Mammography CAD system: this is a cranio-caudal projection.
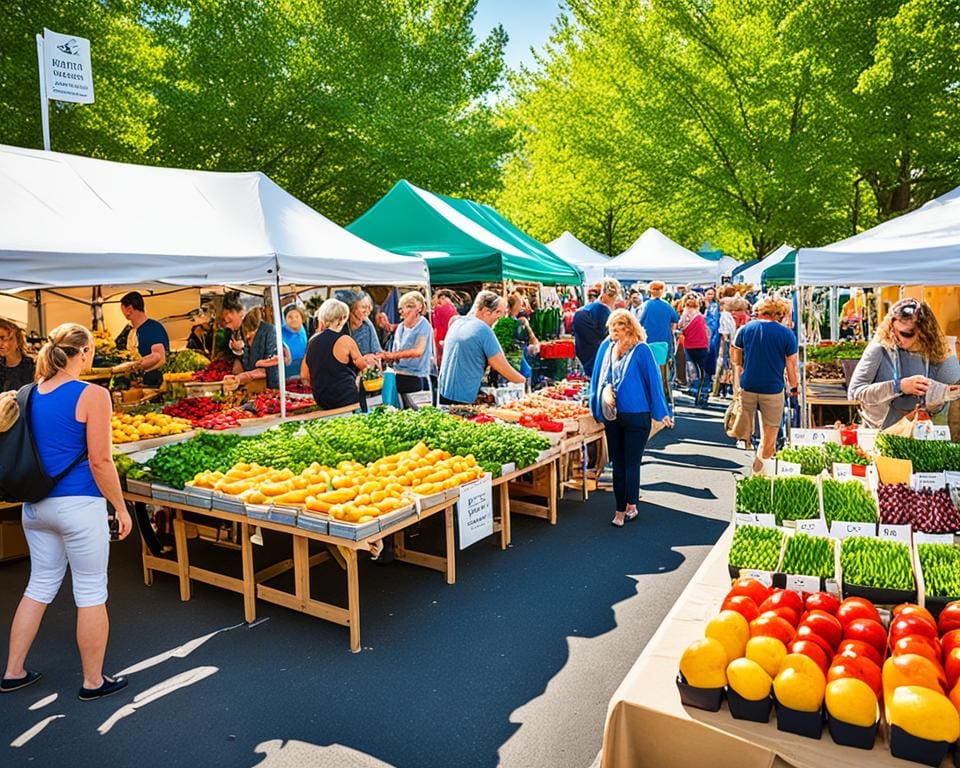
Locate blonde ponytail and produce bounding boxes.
[37,323,93,381]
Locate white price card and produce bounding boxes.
[830,520,877,539]
[790,429,840,446]
[737,512,777,528]
[857,427,880,453]
[787,574,820,592]
[797,518,829,536]
[833,462,853,480]
[910,472,947,491]
[457,473,493,549]
[777,459,803,477]
[740,568,773,587]
[877,523,910,544]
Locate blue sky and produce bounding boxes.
[473,0,560,69]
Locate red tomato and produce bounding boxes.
[837,640,883,667]
[837,597,880,627]
[800,610,843,650]
[790,640,830,674]
[727,579,770,607]
[890,635,940,666]
[804,592,840,616]
[760,606,799,627]
[720,595,760,621]
[797,624,834,659]
[750,616,797,645]
[937,600,960,635]
[890,613,938,643]
[841,606,887,656]
[940,628,960,654]
[827,656,883,699]
[943,648,960,691]
[757,589,803,618]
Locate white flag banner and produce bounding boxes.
[43,28,93,104]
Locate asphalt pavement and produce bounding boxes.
[0,397,747,768]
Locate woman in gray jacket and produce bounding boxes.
[848,299,960,429]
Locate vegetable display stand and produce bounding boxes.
[125,493,456,653]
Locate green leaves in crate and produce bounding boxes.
[840,536,914,590]
[773,477,820,525]
[876,432,960,472]
[917,544,960,598]
[728,525,783,571]
[780,533,834,579]
[737,475,773,515]
[823,478,877,529]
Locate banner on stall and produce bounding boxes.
[457,473,493,549]
[43,28,93,104]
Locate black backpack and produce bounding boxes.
[0,384,87,504]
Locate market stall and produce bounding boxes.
[604,227,722,285]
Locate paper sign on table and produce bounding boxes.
[877,523,910,544]
[910,472,947,491]
[797,518,830,536]
[777,459,803,477]
[830,520,877,539]
[790,429,840,446]
[787,574,820,592]
[737,512,777,528]
[457,474,493,549]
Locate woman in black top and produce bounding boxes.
[0,317,35,392]
[300,299,372,410]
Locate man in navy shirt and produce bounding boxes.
[118,291,170,387]
[573,277,620,376]
[730,298,800,472]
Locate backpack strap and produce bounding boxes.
[17,381,87,485]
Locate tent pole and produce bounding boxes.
[270,272,287,419]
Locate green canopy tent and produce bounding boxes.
[347,179,583,285]
[761,251,797,288]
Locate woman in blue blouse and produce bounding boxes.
[590,309,673,528]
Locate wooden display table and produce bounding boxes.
[124,492,456,653]
[601,526,924,768]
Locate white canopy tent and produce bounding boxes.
[547,230,610,283]
[0,145,428,291]
[604,227,721,285]
[734,243,795,288]
[797,187,960,286]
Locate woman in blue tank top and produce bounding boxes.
[0,323,133,701]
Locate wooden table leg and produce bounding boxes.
[173,509,190,602]
[443,506,457,584]
[240,522,257,624]
[547,461,560,525]
[500,483,512,549]
[338,547,360,653]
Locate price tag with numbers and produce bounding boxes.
[787,574,820,592]
[910,472,947,491]
[737,512,777,528]
[740,568,773,587]
[790,429,840,446]
[830,520,877,539]
[797,518,829,536]
[877,523,910,544]
[833,462,853,480]
[777,459,802,477]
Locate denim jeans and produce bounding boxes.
[603,411,650,512]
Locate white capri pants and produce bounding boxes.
[23,496,110,608]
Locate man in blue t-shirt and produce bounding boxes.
[438,291,526,405]
[730,298,800,472]
[573,277,620,376]
[114,291,170,387]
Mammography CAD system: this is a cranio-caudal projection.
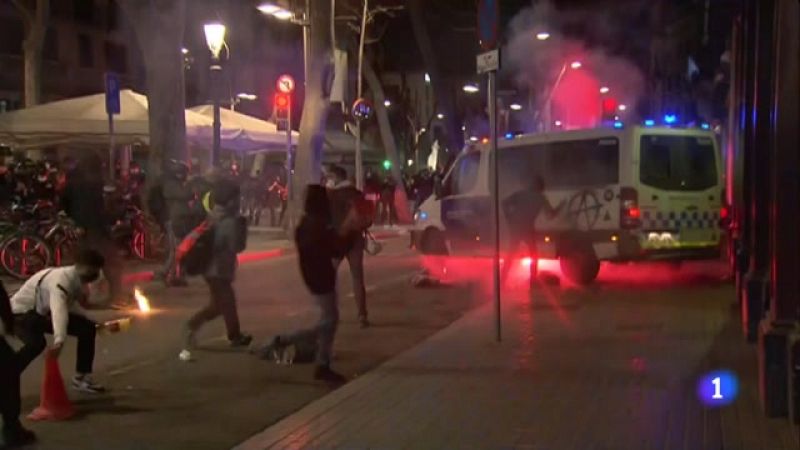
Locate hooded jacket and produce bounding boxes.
[295,185,347,295]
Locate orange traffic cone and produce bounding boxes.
[28,352,75,420]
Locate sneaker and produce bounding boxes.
[314,366,347,384]
[72,374,106,394]
[183,328,197,350]
[3,424,36,448]
[228,334,253,347]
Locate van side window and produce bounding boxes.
[443,152,481,196]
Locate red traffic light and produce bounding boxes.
[274,93,291,119]
[603,97,617,116]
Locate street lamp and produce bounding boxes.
[203,22,225,167]
[462,84,480,94]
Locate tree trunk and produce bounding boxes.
[408,0,464,156]
[363,59,411,223]
[287,0,333,230]
[120,0,187,185]
[15,0,50,108]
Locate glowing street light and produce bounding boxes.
[257,3,283,15]
[203,22,225,60]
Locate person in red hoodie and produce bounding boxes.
[260,184,356,383]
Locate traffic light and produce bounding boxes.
[274,93,291,120]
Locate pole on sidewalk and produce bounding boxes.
[488,70,500,342]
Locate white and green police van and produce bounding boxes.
[412,126,727,284]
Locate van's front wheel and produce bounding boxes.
[559,252,600,286]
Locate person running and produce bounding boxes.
[0,281,36,448]
[327,166,369,328]
[185,180,253,351]
[158,159,194,287]
[260,184,355,383]
[500,175,564,287]
[11,249,105,393]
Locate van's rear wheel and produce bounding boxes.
[559,252,600,286]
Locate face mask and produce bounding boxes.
[78,271,100,284]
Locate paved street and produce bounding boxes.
[237,266,800,450]
[12,239,488,449]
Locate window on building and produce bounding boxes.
[72,0,94,24]
[42,27,58,61]
[78,34,94,67]
[0,17,25,55]
[105,41,128,73]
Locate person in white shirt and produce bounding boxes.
[11,250,105,393]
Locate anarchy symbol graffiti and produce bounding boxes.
[567,191,603,231]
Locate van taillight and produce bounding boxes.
[619,188,642,229]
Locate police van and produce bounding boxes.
[412,126,727,284]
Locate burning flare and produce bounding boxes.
[133,288,150,312]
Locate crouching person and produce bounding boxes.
[11,250,105,393]
[261,185,357,383]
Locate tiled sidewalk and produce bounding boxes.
[237,285,800,450]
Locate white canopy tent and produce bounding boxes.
[187,105,300,153]
[0,89,219,149]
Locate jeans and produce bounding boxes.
[188,277,242,340]
[14,311,97,374]
[0,336,20,430]
[337,235,367,320]
[279,290,339,366]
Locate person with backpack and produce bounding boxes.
[178,180,253,354]
[157,159,194,286]
[259,184,358,384]
[0,281,36,448]
[326,166,374,328]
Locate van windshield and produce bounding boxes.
[639,135,717,191]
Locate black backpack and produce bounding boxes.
[178,222,214,276]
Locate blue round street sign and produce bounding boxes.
[478,0,500,50]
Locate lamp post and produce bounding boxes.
[203,22,225,167]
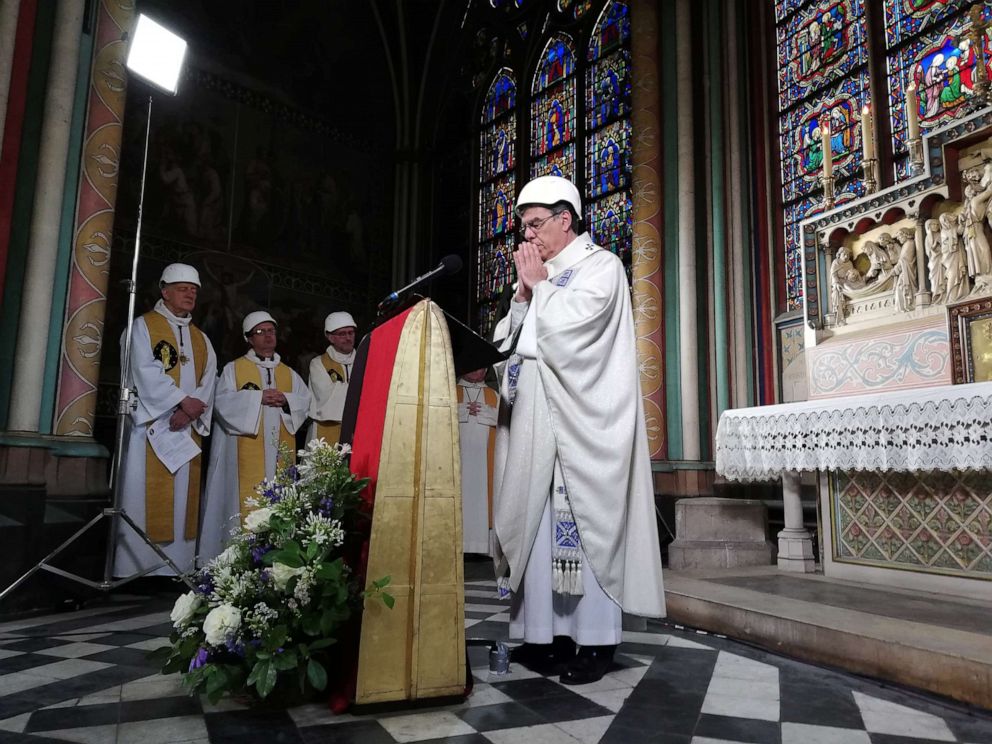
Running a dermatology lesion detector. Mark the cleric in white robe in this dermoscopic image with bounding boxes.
[495,176,665,684]
[307,311,355,444]
[113,264,217,577]
[197,310,310,566]
[456,369,499,555]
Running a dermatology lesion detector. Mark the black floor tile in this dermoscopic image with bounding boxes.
[298,721,396,744]
[0,654,61,674]
[521,693,613,723]
[203,710,304,744]
[693,713,782,744]
[455,703,547,731]
[83,648,158,670]
[490,677,575,702]
[24,703,120,734]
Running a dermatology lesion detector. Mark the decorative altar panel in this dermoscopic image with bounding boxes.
[828,470,992,579]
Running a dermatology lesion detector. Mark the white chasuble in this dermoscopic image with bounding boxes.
[457,380,499,555]
[113,300,217,577]
[197,351,310,566]
[494,234,665,617]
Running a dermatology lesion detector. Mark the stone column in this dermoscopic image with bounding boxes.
[910,214,928,310]
[0,0,21,155]
[53,0,134,436]
[778,472,816,573]
[630,0,667,460]
[7,0,85,432]
[675,0,701,460]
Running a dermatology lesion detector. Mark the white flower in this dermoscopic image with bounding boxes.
[272,563,306,592]
[169,592,203,628]
[245,506,272,532]
[203,604,241,646]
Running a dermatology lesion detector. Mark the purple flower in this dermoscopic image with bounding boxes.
[251,545,272,563]
[189,646,210,672]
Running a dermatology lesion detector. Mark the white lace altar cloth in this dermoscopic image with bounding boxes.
[716,382,992,481]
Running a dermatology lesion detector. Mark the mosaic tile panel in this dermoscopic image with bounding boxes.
[830,471,992,579]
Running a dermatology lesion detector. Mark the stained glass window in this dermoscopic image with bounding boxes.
[885,0,992,179]
[476,0,633,333]
[585,0,632,272]
[475,68,517,333]
[775,0,869,310]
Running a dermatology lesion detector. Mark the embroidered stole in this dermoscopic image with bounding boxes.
[455,385,499,529]
[139,310,207,542]
[234,357,296,520]
[314,351,349,444]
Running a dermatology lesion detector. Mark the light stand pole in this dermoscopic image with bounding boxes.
[0,15,193,600]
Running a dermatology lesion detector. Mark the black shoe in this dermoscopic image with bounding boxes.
[560,646,617,685]
[510,636,575,675]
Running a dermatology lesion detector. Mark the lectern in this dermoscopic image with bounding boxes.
[342,298,502,705]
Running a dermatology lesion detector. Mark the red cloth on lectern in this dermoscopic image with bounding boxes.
[328,308,413,713]
[351,308,413,506]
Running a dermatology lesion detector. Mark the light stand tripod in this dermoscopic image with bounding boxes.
[0,15,193,601]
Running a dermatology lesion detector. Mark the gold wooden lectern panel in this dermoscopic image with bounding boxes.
[355,300,466,704]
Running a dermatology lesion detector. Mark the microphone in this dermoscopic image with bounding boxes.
[378,253,462,312]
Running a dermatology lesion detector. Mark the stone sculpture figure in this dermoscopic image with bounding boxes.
[892,227,919,312]
[923,219,945,305]
[958,163,992,277]
[830,246,865,325]
[939,212,971,302]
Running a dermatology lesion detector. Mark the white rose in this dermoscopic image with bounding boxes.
[271,563,304,592]
[245,506,272,532]
[203,604,241,646]
[169,592,203,628]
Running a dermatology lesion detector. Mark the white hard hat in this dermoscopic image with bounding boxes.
[241,310,279,336]
[516,176,582,217]
[158,264,201,288]
[324,311,358,333]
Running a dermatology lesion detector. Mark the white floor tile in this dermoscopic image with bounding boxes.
[854,691,956,741]
[0,711,33,734]
[702,692,779,721]
[34,642,117,659]
[482,723,578,744]
[117,716,209,744]
[379,711,475,742]
[44,723,117,744]
[782,723,871,744]
[555,716,614,744]
[623,630,671,646]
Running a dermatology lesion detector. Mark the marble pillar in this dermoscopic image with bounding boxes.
[0,0,21,155]
[7,0,85,432]
[53,0,134,437]
[630,0,667,460]
[675,0,701,460]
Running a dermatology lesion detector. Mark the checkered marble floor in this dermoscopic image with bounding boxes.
[0,581,992,744]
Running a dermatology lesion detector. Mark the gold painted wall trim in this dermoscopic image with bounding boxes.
[355,300,466,705]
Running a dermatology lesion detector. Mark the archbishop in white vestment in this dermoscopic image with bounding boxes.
[495,176,665,684]
[113,264,217,577]
[307,311,355,444]
[197,311,310,566]
[457,369,499,555]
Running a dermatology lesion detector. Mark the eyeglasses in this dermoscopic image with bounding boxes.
[520,212,562,235]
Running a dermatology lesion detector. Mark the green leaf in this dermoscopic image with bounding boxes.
[255,664,279,698]
[272,649,299,672]
[307,659,327,690]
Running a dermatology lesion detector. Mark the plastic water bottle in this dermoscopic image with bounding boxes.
[489,641,510,674]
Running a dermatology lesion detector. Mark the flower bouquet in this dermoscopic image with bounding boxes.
[153,439,393,702]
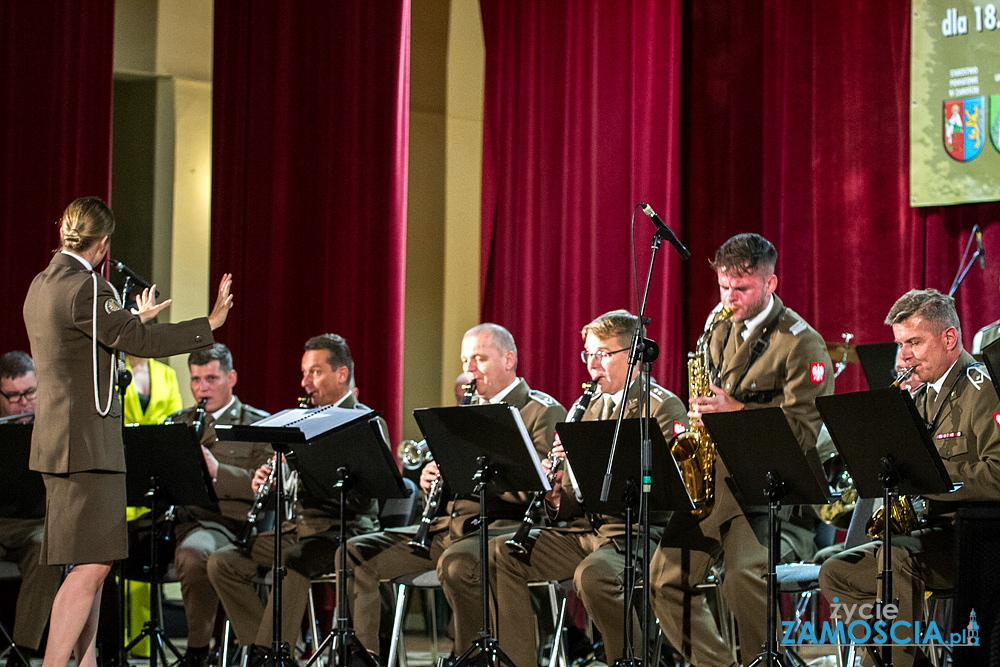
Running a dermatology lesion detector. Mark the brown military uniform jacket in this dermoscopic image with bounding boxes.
[422,379,566,539]
[913,352,1000,518]
[709,295,833,522]
[168,396,273,542]
[547,382,688,549]
[24,253,214,474]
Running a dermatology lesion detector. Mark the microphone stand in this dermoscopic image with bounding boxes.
[601,217,683,666]
[948,225,982,296]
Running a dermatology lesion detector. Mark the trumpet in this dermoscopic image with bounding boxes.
[403,378,476,556]
[233,394,310,553]
[396,440,434,470]
[504,380,597,555]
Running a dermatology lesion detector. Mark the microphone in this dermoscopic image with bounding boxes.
[639,202,691,259]
[108,259,160,298]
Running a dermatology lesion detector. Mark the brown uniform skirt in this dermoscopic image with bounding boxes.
[42,472,128,565]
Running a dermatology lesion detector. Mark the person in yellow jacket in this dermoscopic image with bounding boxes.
[122,355,184,658]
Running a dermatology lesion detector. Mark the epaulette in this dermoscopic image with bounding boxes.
[528,389,559,408]
[965,361,991,391]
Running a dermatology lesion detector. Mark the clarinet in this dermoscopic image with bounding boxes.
[504,380,597,555]
[409,379,476,556]
[233,394,310,554]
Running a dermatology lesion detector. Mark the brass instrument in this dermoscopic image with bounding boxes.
[408,379,476,556]
[865,366,927,540]
[670,307,733,519]
[504,380,598,554]
[233,394,310,553]
[396,440,434,470]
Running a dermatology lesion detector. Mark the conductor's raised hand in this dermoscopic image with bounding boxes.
[208,273,233,331]
[131,285,173,324]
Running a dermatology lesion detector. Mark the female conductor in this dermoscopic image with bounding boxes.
[24,197,233,667]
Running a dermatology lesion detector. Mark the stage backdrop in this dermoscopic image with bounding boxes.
[480,0,1000,402]
[0,0,114,353]
[211,0,410,442]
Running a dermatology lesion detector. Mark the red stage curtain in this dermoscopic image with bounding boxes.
[480,0,683,405]
[481,0,1000,401]
[211,0,410,442]
[0,0,114,353]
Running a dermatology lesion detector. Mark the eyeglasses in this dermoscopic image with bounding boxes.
[0,387,38,403]
[580,347,628,364]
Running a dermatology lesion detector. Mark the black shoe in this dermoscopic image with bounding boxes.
[181,646,208,667]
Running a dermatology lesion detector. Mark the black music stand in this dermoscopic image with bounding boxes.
[0,423,45,665]
[702,408,831,667]
[122,424,219,667]
[221,405,405,667]
[816,387,955,667]
[413,404,552,667]
[556,419,695,664]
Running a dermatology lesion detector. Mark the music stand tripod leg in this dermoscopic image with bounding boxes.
[306,467,378,667]
[748,473,787,667]
[453,456,517,667]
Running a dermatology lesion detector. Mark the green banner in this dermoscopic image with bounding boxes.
[910,0,1000,206]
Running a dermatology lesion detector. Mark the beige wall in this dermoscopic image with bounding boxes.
[115,0,484,426]
[403,0,484,439]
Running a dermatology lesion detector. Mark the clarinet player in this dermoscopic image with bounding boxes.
[24,197,233,667]
[347,323,566,654]
[169,343,271,667]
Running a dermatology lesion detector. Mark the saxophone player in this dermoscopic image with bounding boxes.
[819,289,1000,667]
[650,234,833,667]
[169,343,271,667]
[490,310,687,667]
[347,323,566,664]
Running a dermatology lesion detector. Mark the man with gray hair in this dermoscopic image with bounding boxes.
[347,323,566,654]
[819,289,1000,667]
[168,343,271,667]
[0,351,62,667]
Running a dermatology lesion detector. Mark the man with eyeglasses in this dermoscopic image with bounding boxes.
[0,351,62,667]
[490,310,688,667]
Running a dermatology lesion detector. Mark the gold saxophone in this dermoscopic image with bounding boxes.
[670,307,733,519]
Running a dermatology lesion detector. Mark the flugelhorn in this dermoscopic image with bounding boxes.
[865,366,927,540]
[409,378,476,555]
[504,380,598,554]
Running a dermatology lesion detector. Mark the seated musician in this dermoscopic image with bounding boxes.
[490,310,688,667]
[347,323,566,664]
[169,343,271,667]
[819,289,1000,667]
[0,351,62,667]
[208,334,388,665]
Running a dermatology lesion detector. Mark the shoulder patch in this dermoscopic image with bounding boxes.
[965,364,990,391]
[528,389,559,408]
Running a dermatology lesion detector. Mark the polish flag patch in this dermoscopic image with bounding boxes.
[809,361,826,384]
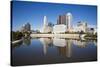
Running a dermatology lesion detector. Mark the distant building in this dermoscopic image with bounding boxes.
[57,13,72,31]
[74,21,87,32]
[57,15,66,25]
[21,23,31,32]
[53,24,67,34]
[66,13,72,31]
[43,16,52,33]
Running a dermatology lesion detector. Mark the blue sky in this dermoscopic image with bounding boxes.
[12,1,97,31]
* * * *
TO DO: Turn the lines from the one containing "Locate backpack strap" through the one containing "[601,526,924,768]", both included, into a Markdown table with the columns Number and Line. Leave out blank lines.

RESULT FOR THIS TASK:
| Number | Line |
|---|---|
| 1 | Locate backpack strap and produce bounding boxes. |
| 2 | [17,381,87,485] |
| 3 | Locate tent pole and produce bounding boxes. |
| 4 | [270,272,287,419] |
| 5 | Locate green canopy tent and produce bounding boxes. |
| 6 | [347,179,583,285] |
| 7 | [761,251,797,288] |
| 8 | Locate woman in blue blouse and produce bounding boxes. |
| 9 | [590,309,673,528] |
| 10 | Locate wooden display table and produce bounding boxes. |
| 11 | [124,492,456,653] |
| 12 | [601,526,924,768] |